Written exercise:
Can you write out all the lines word for word, with no pictures?

─── Entries

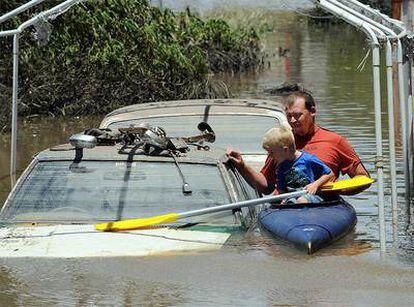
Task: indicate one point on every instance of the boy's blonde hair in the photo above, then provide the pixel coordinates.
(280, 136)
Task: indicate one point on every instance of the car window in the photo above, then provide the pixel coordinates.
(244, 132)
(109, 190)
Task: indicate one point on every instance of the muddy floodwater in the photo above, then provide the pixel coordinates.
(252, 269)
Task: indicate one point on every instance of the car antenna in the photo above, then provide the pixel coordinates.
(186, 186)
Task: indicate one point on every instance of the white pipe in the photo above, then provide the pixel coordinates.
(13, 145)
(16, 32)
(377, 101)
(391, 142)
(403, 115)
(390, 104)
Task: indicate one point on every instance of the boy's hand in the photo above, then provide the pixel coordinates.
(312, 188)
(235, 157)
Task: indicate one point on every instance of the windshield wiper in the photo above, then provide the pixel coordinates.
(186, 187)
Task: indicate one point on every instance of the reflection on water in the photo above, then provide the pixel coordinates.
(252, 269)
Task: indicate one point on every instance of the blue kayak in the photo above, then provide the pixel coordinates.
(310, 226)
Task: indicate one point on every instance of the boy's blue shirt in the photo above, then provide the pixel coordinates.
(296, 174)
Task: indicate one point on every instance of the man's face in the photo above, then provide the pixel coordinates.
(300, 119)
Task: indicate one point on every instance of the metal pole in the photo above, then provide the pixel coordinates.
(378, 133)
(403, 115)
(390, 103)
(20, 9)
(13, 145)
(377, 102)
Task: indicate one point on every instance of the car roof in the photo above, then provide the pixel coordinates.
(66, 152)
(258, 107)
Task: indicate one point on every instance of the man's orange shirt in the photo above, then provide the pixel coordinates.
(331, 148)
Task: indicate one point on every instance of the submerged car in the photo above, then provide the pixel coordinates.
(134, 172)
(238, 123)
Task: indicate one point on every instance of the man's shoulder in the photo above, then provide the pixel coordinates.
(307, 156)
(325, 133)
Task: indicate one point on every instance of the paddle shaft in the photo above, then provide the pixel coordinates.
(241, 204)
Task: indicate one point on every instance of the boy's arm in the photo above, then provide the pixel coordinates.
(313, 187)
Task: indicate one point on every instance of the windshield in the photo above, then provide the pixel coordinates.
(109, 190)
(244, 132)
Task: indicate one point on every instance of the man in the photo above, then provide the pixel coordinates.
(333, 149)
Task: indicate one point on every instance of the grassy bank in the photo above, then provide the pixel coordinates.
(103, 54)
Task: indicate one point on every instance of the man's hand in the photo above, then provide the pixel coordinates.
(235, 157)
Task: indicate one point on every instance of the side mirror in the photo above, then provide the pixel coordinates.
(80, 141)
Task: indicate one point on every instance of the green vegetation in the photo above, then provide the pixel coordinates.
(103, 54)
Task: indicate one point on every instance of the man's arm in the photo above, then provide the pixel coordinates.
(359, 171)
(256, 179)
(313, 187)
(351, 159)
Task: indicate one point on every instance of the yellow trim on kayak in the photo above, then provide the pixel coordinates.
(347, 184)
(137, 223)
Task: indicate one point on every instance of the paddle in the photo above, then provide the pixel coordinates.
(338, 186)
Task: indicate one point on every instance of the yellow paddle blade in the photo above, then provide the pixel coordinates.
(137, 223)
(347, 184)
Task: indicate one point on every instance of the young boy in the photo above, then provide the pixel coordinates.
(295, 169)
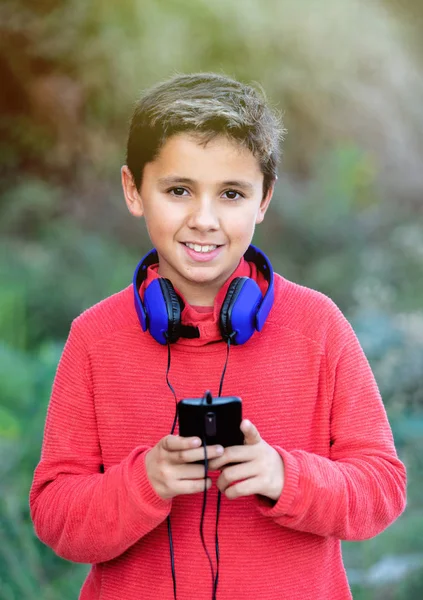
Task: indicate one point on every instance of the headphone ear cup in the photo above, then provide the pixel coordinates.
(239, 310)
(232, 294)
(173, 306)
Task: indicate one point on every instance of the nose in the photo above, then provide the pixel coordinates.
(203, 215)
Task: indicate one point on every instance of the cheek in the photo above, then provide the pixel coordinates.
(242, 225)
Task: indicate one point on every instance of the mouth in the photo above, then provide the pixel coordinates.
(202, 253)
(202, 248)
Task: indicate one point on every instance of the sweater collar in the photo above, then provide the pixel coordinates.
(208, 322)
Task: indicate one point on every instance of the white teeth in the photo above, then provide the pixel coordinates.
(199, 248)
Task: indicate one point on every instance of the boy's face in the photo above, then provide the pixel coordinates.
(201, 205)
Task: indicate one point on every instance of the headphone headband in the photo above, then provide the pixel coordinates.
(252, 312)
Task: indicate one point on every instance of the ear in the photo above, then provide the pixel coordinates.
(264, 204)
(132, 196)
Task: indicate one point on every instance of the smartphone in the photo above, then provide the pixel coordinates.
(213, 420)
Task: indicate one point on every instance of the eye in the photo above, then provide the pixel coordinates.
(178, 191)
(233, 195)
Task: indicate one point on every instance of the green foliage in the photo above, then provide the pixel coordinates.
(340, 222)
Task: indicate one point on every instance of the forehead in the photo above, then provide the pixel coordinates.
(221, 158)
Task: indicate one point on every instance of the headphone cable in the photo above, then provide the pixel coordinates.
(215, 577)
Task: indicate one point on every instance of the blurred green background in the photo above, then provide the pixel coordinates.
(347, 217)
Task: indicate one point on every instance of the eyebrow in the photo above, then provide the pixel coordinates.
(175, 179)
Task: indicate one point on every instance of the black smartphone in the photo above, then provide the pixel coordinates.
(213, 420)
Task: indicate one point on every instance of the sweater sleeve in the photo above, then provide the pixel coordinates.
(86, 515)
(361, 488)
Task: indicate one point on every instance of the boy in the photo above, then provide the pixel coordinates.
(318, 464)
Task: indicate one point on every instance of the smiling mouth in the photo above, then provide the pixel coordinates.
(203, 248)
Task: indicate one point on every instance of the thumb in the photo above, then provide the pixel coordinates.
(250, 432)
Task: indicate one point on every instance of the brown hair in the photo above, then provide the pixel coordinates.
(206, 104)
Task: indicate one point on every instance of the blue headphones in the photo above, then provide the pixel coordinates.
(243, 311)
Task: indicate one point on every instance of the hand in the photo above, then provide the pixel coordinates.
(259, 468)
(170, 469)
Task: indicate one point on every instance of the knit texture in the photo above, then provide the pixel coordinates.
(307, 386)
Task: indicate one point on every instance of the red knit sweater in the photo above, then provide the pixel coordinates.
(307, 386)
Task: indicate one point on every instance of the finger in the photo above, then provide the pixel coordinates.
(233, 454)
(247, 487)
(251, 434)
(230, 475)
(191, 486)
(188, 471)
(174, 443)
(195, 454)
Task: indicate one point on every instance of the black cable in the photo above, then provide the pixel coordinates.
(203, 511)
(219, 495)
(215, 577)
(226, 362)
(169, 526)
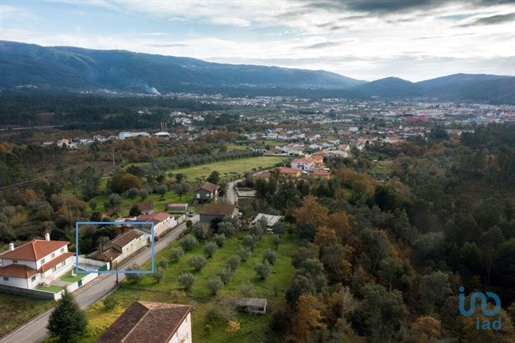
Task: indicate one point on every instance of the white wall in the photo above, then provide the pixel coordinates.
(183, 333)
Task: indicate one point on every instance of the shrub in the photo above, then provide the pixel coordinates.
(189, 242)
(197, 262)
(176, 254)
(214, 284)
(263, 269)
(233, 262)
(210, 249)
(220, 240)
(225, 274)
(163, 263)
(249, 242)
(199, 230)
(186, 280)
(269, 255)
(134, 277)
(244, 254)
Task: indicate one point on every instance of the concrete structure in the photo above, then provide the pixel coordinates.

──────

The response:
Task: indicate one point on every instance of the boy's blonde hair in the photo above, then provide the pixel coordinates.
(280, 136)
Task: indicate one point on every instance of the car window in the photo above, then provide the pixel coordinates.
(244, 132)
(109, 190)
Task: indicate one point on every instance of the muddy floodwater in the photo above, then provide the pixel coordinates.
(252, 269)
Task: indicate one point on every instance of the car antenna in the photo above, then provide the pixel coordinates.
(186, 186)
Task: indicate one point on every instance of the white pipe in the photo above, then provide the pixel coordinates.
(13, 145)
(16, 32)
(377, 101)
(391, 142)
(403, 115)
(390, 104)
Task: indicate one point on every instance of the boy's hand in the photo above, then provide the pixel coordinates.
(312, 188)
(235, 157)
Task: indicate one point on every instance of the windshield wiper in the photo above, then provide the pixel coordinates.
(186, 187)
Task: indicate one point on every instance of the reflection on water in the photo above, then provide the pixel coordinates.
(252, 269)
Task: indicate one point on every instance of the blue kayak in the photo above, then provide the pixel coordinates.
(310, 226)
Task: indicate one point on every instance of the boy's blue shirt in the photo above, then provide the pixel coordinates.
(296, 174)
Task: indicate one point on every instance of the man's face in the photo above, then provide the pixel coordinates.
(300, 119)
Task: indicate one point on every instance of the metal pole in the photo above, then provide the pixel coordinates.
(378, 133)
(403, 115)
(390, 103)
(20, 9)
(13, 145)
(377, 102)
Task: indicate one point on every instance of the car roof in the photo above, then provide the pixel coordinates.
(66, 152)
(258, 107)
Task: indicate one point on every instance of the man's orange shirt in the photo above, then provide the pixel coordinates.
(331, 148)
Task: indicate one point on every instance of the submerged car in the photo above, then provide the pixel coordinates.
(134, 172)
(238, 123)
Task: indicate one point on every instance of the man's shoulder in the photo above, then provide the pixel coordinates.
(307, 156)
(325, 133)
Task: indicate one point on every instance of the paddle shaft in the photo above, then provide the pixel coordinates.
(241, 204)
Task: indicate one point on every instance of the boy's arm in the photo above, then provide the pixel coordinates.
(313, 187)
Task: indicate one point on every instance of the windshield in the photo above, then provide the pixel coordinates.
(109, 190)
(244, 132)
Task: indicate one point on every instance of the man in the photo above, then provide the pixel coordinates.
(333, 149)
Task: indicate one point on every instance of the grassy bank in the photo above, then provide the pixel coordinates.
(103, 54)
Task: indicate one point on every instance of the man's hand in the photo above, then provide the pixel coordinates.
(235, 157)
Task: indicate one point on every instance of the side mirror in the photo above, then provide the pixel coordinates.
(80, 141)
Task: indicate one point on every instance of the green vegetation in the photo above, then provide the pixel coordinates.
(103, 54)
Task: indicate one point on every instance of the man's arm in the photo above, then provide the pixel coordinates.
(359, 171)
(256, 179)
(313, 187)
(351, 159)
Task: indicate one point on every instance of the yellow trim on kayak in the photo above, then provide the pixel coordinates.
(347, 184)
(137, 223)
Task: indicate one point on every instance of the paddle in the photo above, then provide the pixel coordinates.
(338, 186)
Task: indicate one point on every instance of the yellow paddle blade in the photo above, then provide the pixel coordinates.
(137, 223)
(347, 184)
Task: indicate one point on every instance of the young boy in the photo above, then provide the pixel coordinates.
(295, 169)
Task: indicate one point on every instance of the headphone ear cup in the photo above, then provide the pixel coordinates.
(239, 310)
(232, 294)
(173, 306)
Task: indicate one point on every instance of the nose in the photo above, then provide the pixel coordinates.
(203, 215)
Task: indicate one point on every instance of the cheek in the photo above, then provide the pixel coordinates.
(242, 225)
Task: indicate one point on every instance of the mouth in the photo above, then provide the pixel coordinates.
(202, 253)
(202, 248)
Task: indicate one point on every instance of the sweater collar in the photo above, then provide the pixel coordinates.
(208, 322)
Task: indicate one point on every instance of the white teeth in the photo above, then provide the pixel coordinates.
(199, 248)
Task: indicate one point on every instance of the boy's face in the photo above, then provide the pixel coordinates.
(201, 205)
Task: indicate one point on every instance of the headphone headband in the photo above, then provide the pixel coordinates.
(252, 312)
Task: indicate one point on every instance of the ear in the photo above, then provide the pixel coordinates.
(264, 204)
(132, 196)
Task: indicate one point on every instance of the smartphone in the photo above, then provide the pixel coordinates.
(213, 420)
Task: indicate one point on every instance of the eye in the photo above, then provide the pixel coordinates.
(178, 191)
(233, 195)
Task: indicate one point on every instance of the green foliage in the photo above, then provide the pixel coordinates.
(340, 222)
Task: indicate one point on every instance of the forehead in the photo above, then provide the pixel coordinates.
(221, 158)
Task: indicate one point on every instance of the headphone cable in the photo above, then provide the pixel coordinates.
(215, 577)
Task: indicate one point on every instance of the blurred green background in the photo above, then provide the pixel coordinates.
(347, 217)
Task: indicate one point on every instance of the eyebrow in the photo above, then provide the pixel coordinates.
(175, 179)
Task: indicate one point on every instance of the black smartphone in the photo above, then provide the pixel coordinates.
(213, 420)
Task: indicate one point on every instance of the sweater sleeve in the photo above, then provide the pixel coordinates.
(86, 515)
(361, 488)
Task: indicate one point on every instance of the boy in the photo above, then provide the pixel coordinates.
(318, 464)
Task: indicate one point on every instance of the smiling mouth in the photo above, then provide the pixel coordinates.
(203, 248)
Task: indicate one point on every instance of the thumb in the photo above, then provide the pixel coordinates.
(250, 432)
Task: indicate one point on every instance of the brown hair in the photo above, then provide the pixel coordinates.
(206, 104)
Task: indicate one point on every instance of the blue headphones in the photo above, then provide the pixel coordinates.
(243, 311)
Task: indicate one point on every instance of the hand in the photo above, then provide the pixel coordinates.
(259, 468)
(170, 469)
Task: indicate one point on every instance of the knit texture in the photo above, then provide the pixel coordinates.
(307, 386)
Task: indicate one point on every instance of the red knit sweater in the photo above, then provide the pixel coordinates.
(307, 386)
Task: indicate one point on every instance of the finger in the photo above, then provide the pixel coordinates.
(233, 454)
(247, 487)
(251, 434)
(230, 475)
(191, 486)
(188, 471)
(174, 443)
(195, 454)
Task: indicate one point on every instance of the black cable in the photo above, then provide the pixel coordinates.
(203, 511)
(219, 495)
(215, 577)
(226, 362)
(169, 526)
Task: indicate one point on every instance of the white wall in the photo above, then provide the pixel coordinates.
(183, 333)
Task: indicate one point on every instance of the shrub in the photo above, then provide the pixel coordinates.
(189, 242)
(197, 262)
(176, 254)
(214, 284)
(263, 269)
(233, 262)
(210, 249)
(220, 240)
(225, 274)
(163, 263)
(249, 242)
(199, 230)
(186, 280)
(269, 255)
(134, 277)
(244, 254)
Task: indicate one point on every instance of the concrete structure in the photo above, then provide the pixel coordinates.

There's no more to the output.